--- MATERIAL FOR THE TASK ---
* * * * * * * * *

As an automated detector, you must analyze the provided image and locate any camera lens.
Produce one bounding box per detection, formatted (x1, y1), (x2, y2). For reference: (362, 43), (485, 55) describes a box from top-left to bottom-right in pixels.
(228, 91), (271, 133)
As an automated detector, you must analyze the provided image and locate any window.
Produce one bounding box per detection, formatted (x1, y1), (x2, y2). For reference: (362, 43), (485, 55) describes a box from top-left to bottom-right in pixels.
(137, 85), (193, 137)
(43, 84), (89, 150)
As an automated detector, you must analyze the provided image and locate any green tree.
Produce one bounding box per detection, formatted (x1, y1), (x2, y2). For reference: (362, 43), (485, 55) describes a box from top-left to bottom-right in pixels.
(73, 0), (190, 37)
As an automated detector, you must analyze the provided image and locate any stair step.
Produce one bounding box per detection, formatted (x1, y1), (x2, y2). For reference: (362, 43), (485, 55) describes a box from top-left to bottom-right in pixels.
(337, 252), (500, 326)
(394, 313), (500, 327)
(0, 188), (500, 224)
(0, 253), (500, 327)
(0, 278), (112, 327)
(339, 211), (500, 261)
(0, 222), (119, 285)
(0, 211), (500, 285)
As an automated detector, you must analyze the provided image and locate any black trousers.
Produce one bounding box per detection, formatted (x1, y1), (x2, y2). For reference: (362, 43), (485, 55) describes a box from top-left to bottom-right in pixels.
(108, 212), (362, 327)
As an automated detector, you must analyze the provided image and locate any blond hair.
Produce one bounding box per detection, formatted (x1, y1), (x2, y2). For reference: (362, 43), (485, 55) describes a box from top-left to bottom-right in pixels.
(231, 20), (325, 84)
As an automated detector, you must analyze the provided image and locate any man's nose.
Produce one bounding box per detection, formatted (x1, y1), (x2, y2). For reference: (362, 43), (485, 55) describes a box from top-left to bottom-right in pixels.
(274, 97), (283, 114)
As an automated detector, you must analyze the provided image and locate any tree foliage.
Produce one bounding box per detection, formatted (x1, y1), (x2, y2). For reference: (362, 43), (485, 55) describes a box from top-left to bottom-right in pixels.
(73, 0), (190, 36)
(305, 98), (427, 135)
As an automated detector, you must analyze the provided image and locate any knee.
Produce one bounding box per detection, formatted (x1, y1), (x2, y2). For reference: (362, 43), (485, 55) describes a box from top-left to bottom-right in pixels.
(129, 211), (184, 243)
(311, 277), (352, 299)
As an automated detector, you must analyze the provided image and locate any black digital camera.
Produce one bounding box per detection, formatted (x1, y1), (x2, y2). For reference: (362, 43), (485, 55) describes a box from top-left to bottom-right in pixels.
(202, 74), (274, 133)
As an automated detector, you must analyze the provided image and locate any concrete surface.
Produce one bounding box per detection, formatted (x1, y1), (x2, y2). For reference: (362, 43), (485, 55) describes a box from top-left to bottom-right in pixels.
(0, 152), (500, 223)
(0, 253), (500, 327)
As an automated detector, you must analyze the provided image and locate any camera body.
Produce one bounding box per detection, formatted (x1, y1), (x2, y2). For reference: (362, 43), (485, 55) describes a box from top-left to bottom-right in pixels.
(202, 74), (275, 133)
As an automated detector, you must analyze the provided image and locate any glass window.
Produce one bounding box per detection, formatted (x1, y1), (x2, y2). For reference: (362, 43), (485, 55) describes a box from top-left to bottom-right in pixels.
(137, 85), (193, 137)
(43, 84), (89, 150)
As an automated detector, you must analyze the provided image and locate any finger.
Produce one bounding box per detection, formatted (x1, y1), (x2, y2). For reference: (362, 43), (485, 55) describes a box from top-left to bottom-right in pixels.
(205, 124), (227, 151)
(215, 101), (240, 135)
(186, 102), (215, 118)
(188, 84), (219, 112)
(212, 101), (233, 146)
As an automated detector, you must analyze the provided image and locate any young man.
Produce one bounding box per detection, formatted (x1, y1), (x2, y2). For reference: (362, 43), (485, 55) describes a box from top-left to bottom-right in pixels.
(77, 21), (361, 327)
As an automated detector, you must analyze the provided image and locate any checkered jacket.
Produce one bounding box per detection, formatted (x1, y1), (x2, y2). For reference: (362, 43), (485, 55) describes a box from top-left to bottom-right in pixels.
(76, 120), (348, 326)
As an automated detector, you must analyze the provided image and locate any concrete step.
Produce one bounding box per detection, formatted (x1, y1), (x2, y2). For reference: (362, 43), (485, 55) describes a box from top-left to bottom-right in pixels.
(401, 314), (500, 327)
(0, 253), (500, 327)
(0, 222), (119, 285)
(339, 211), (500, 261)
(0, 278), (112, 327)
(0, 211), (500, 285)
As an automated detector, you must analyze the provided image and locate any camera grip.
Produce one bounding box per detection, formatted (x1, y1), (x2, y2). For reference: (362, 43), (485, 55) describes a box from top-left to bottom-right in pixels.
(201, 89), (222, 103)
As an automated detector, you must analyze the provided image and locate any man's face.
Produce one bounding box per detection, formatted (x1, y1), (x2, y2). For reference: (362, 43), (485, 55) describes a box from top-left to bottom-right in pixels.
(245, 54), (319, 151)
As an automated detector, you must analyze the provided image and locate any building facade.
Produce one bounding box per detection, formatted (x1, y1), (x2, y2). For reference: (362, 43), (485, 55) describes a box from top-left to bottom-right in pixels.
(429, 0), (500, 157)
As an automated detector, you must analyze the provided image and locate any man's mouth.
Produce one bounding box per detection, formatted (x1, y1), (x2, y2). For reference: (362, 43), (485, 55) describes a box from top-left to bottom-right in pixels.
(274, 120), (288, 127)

* * * * * * * * *

--- SHORT PROBLEM ---
Copy out every one of the lines above word for word, from the first through the last.

--- ANSWER TO THIS TASK ---
As an automated detector, you must analyze the provided image and locate any camera lens.
Produce one bounding box per detection, formatted (x1, y1), (x2, y2). For reference: (362, 43), (485, 55) describes a box from top-left to bottom-right in pixels.
(228, 91), (271, 133)
As an automated detector, you must analyze the provided image and locate any window.
Produce one bounding box per detection, formatted (x1, y1), (x2, y2). For reference: (362, 43), (485, 55) describes a box from top-left to bottom-right in pixels.
(137, 85), (193, 137)
(43, 84), (89, 150)
As an automated detector, you must analyze the provided image and locate any green tree.
Produce one bounding box per detection, formatted (x1, y1), (x2, y2). For reference: (362, 43), (485, 55) describes a box from top-left to bottom-right in pixels.
(73, 0), (190, 37)
As an automated detector, you must analyze the provided image and locate any stair step.
Produce one bounding box per detection, formatted (x1, y1), (x2, y2). For reference: (362, 43), (485, 55) describes a box from top-left to bottom-right in pixels.
(337, 252), (500, 326)
(394, 313), (500, 327)
(0, 188), (500, 224)
(0, 253), (500, 327)
(0, 278), (112, 327)
(339, 211), (500, 261)
(0, 222), (119, 285)
(0, 211), (500, 285)
As an automated detector, you must analyze the provided image and locate any black trousers.
Produce one bounding box per detection, formatted (x1, y1), (x2, y2). For reference: (362, 43), (485, 55) describes a box from top-left to bottom-right in pixels.
(108, 212), (362, 327)
As an automated detector, you must analyze the provided image and locate any blond hair.
Produce one bounding box per detection, formatted (x1, y1), (x2, y2). For reference: (362, 43), (485, 55) describes a box from top-left to bottom-right in pixels.
(231, 20), (325, 84)
As an automated detector, you must analyze the provided image and locate any man's nose.
Produce one bounding box per detection, formatted (x1, y1), (x2, y2). For reference: (362, 43), (485, 55) describes a box from top-left to bottom-right in pixels.
(274, 97), (283, 114)
As an automated detector, you must analyze the provided image and locate any tree foliage.
Produce one bounding box per detection, formatted (x1, y1), (x2, y2). For reference: (362, 43), (485, 55) describes a box from top-left to bottom-right in pixels.
(73, 0), (190, 36)
(305, 98), (427, 135)
As an automated detector, you must analyze the provided image and locate any knee.
Produce one bounding box per detection, formatted (x1, y1), (x2, y2). For reference: (362, 43), (485, 55) describes a box from top-left to bottom-right in pixels.
(129, 211), (184, 243)
(311, 277), (352, 299)
As an automated detector, you must analyze the provided image and locate any black digital camera.
Produce one bounding box per detection, formatted (x1, y1), (x2, y2). For reference: (362, 43), (485, 55) describes a box from top-left to bottom-right in pixels.
(202, 74), (274, 133)
As an automated detector, you must analyze the provided image and locate any concrete surface.
Produce one bounding box per detection, formatted (x1, y1), (x2, y2). For reference: (362, 43), (485, 55) describes a box from top-left to bottom-right in pixels.
(0, 152), (500, 223)
(0, 253), (500, 327)
As an automated detector, you must analyze the provided image and locate any camera body.
Produce one bounding box per detection, formatted (x1, y1), (x2, y2). For reference: (362, 43), (485, 55) describes a box from top-left to bottom-right in pixels.
(202, 74), (275, 133)
As an automated detector, you must analyze the provided image and locate any glass window.
Produce one bounding box per detection, formatted (x1, y1), (x2, y2). For reference: (362, 43), (485, 55) describes a box from top-left to bottom-right in pixels.
(137, 85), (193, 137)
(43, 84), (89, 150)
As an automated detector, you must analyze the provided image and locate any finger.
Produce one bounding box per detection, formatted (x1, y1), (x2, y2). For reference: (362, 43), (485, 55) describes a box from top-left to bottom-right in pixels.
(205, 124), (227, 151)
(215, 101), (240, 135)
(186, 102), (215, 118)
(188, 84), (219, 112)
(212, 101), (233, 146)
As an automated detector, you must analyze the provided image and locate any young man.
Produce one bounding box per detection, formatted (x1, y1), (x2, y2). For reference: (362, 43), (485, 55) describes a box from top-left to bottom-right in pixels.
(77, 21), (361, 327)
As an automated detector, you must analyze the provided image and locate any checkered jacket.
Produce one bounding box per detection, formatted (x1, y1), (x2, y2). For reference: (362, 43), (485, 55) describes a box from top-left to bottom-right in pixels.
(76, 120), (348, 326)
As an automated detector, you must analyze the provided image and locate any concrete step.
Produce one bounding box per detection, formatted (x1, y1), (x2, y2). For reference: (362, 43), (485, 55) describes a box from top-left to bottom-right in pixels.
(401, 314), (500, 327)
(0, 253), (500, 327)
(0, 222), (119, 285)
(339, 211), (500, 261)
(0, 278), (112, 327)
(0, 211), (500, 285)
As an automated detector, you must analyze the provided image and locate any camera grip.
Produce one bounding box per detection, formatted (x1, y1), (x2, y2). For reference: (362, 43), (485, 55) describes a box from top-left to bottom-right in pixels.
(201, 89), (222, 103)
As an automated detector, you must analyze the provided image and locate any man's face.
Produce one bounding box per detection, formatted (x1, y1), (x2, y2). For reference: (362, 43), (485, 55) describes a box from top-left to bottom-right in pixels.
(245, 54), (319, 151)
As an automated detector, you must analyze the provided image and locate any building facade.
Produce one bounding box per detection, formatted (x1, y1), (x2, y2). For reference: (362, 43), (485, 55) describes a box from top-left to bottom-right in pixels.
(429, 0), (500, 157)
As an automated detector, you must analyze the provided image and locate any man's mouth.
Produce one bounding box per detection, formatted (x1, y1), (x2, y2). For reference: (362, 43), (485, 55) describes a box from top-left to bottom-right in pixels.
(274, 120), (288, 127)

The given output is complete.